--- Provided data Enclosed Below ---
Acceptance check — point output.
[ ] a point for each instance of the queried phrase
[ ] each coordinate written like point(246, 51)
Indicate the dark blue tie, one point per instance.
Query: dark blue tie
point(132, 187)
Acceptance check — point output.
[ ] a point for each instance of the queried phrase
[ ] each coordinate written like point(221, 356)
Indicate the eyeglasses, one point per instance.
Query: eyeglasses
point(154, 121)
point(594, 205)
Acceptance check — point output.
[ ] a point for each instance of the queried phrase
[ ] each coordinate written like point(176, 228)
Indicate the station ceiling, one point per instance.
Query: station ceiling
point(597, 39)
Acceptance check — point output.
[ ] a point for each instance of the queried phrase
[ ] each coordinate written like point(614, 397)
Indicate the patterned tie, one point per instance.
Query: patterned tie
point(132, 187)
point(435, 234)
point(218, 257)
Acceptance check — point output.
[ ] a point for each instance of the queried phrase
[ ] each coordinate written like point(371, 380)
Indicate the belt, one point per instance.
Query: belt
--- End of Enclosed Provided data ---
Transcribe the whole listing above exactly, leaving nothing out.

Acceptance check — point output.
[ ] a point for each instance of the queried phrase
[ ] each coordinate written like point(246, 51)
Indicate the dark blue tie, one point per instance.
Query: dark blue tie
point(132, 187)
Acceptance check — point output.
[ ] a point for each instance of the queried phrase
[ ] each coordinate written like point(221, 356)
Indicate the eyeglasses, one point per instance.
Query: eyeglasses
point(154, 121)
point(594, 205)
Acceptance check — point output.
[ ] a point for each instance of the queried phrase
[ ] each coordinate written like point(176, 228)
Indicate the station ceiling, one point per instance.
Query: station ceiling
point(597, 39)
Acceptance check — point output.
[ ] a point for each instance of the queried phrase
[ ] each coordinate written like point(614, 397)
Indicate the patterned tie, one point per instance.
Query: patterned tie
point(132, 187)
point(435, 234)
point(218, 257)
Acceptance check — point output.
[ ] a point for each instance of the queried phrase
[ ] each coordinate written like point(371, 380)
Indicate the belt, one point per instance.
Query: belt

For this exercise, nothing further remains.